Back in the city I bought some papaya and strolled along ducking in and out of shops and laneways, feeling pretty pleased with myself. I had some tea with another local English teacher who was pleased to inform me that "the Lady is free!" He wrote out my name in Bamar script and arranged to meet me later dinner and beers in Chinatown. Sitting for a while on a tiny pink stool drinking sweet instant coffee from a roadside stall, I noticed a young fireman at the next table and complimented him on his bright yellow boots. Made in China, he said, and came to sit with me. He was killing time before his shift, which began in three hours. I wondered why he would sit around in the sun for so long in full uniform, but it soon became clear that it was out of pride. He had a prestigious and stable job in a city where most of the other guys his age pulled rickshaws, sold paan, or squatted around on the street all day. His father and brother were both firemen and his mother owned the stall at which we sat; she smiled a matronly smile at me. Apparently there are three or four big fires every week in Yangon, and after six months he would be transferred to a rural station. Soon he disappeared and I went off to Chinatown where I couldn't find the teacher. Opposite a brightly lit temple strung with paper lanterns I sat at a stall and ate a huge steaming bowl of delicious Shan noodle soup, watching the street life go past.

Entries shown:
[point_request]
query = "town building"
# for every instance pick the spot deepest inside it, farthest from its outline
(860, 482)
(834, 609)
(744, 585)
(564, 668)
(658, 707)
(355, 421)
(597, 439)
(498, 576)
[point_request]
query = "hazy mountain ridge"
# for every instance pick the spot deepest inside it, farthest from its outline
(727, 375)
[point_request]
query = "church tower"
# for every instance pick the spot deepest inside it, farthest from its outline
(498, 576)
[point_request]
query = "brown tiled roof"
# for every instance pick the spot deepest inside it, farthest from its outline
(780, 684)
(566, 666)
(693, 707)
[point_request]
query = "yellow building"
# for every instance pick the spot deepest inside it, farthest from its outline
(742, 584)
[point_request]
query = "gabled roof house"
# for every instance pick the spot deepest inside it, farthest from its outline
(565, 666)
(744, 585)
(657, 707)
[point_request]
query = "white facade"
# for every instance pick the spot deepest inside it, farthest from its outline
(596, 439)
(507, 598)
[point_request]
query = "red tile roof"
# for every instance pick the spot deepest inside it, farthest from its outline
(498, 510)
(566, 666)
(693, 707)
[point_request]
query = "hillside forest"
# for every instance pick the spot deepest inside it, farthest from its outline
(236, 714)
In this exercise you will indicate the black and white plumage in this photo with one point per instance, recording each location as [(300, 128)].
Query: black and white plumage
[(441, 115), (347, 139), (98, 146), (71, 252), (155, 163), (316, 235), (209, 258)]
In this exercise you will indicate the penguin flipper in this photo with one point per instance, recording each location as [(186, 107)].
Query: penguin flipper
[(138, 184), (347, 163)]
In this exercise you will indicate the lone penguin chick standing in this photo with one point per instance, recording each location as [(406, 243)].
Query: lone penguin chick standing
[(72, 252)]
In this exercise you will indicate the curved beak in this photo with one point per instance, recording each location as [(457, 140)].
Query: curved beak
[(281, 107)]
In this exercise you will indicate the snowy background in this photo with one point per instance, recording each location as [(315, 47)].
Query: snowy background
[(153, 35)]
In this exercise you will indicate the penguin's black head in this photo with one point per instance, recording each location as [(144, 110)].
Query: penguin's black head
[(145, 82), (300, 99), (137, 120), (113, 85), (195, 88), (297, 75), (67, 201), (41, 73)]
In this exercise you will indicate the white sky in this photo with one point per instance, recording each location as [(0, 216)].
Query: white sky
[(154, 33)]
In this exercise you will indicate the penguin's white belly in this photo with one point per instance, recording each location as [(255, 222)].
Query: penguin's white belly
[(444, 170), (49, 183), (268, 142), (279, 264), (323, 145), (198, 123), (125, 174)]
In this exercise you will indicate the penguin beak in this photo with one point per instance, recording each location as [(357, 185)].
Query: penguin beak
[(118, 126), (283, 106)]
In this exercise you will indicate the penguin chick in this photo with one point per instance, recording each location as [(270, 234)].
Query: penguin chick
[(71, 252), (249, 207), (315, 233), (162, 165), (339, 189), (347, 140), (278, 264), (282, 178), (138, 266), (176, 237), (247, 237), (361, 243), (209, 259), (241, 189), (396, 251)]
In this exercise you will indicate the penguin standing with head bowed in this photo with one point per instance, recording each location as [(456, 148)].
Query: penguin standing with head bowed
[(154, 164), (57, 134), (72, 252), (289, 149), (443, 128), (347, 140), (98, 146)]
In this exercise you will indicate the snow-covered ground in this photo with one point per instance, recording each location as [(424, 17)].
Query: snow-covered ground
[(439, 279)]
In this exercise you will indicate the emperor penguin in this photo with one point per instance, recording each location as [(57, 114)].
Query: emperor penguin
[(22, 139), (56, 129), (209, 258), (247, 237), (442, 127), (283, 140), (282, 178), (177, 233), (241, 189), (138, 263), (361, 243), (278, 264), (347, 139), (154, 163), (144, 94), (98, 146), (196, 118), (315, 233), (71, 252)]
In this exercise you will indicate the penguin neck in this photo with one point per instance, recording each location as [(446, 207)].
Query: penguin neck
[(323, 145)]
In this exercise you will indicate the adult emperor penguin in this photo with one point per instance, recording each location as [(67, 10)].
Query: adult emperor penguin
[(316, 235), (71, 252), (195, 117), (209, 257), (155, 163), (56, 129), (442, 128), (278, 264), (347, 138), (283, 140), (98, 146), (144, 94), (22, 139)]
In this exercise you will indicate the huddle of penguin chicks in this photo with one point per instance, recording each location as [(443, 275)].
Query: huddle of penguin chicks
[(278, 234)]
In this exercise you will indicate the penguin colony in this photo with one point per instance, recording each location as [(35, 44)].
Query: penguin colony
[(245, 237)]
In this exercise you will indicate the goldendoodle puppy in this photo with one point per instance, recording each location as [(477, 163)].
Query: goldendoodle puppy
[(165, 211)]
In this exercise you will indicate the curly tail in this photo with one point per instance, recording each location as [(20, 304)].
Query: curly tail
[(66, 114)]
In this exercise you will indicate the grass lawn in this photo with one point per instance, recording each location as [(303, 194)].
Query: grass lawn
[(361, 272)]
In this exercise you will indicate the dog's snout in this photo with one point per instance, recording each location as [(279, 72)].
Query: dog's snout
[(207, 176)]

Set tasks:
(A) Using the Yangon travel passage, decide whether each statement agrees with it. Answer yes or no for each, quoting the words that decide it.
(i) The fireman's boots were made in China.
(ii) The fireman's shift started one hour after he sat down.
(iii) The narrator had dinner with the English teacher in Chinatown.
(B) List every food or drink that the narrator buys or consumes in the Yangon travel passage.
(C) According to the Yangon travel passage, why did the fireman sit in the sun in full uniform for so long before his shift?

Solutions per task:
(A)
(i) Yes: "Made in China, he said"
(ii) No: "which began in three hours"
(iii) No: "I went off to Chinatown where I couldn't find the teacher"

(B)
- papaya
- tea
- sweet instant coffee
- Shan noodle soup

(C) He did it out of pride. He had a prestigious and stable job in a city where most other young men his age pulled rickshaws, sold paan, or squatted on the street all day.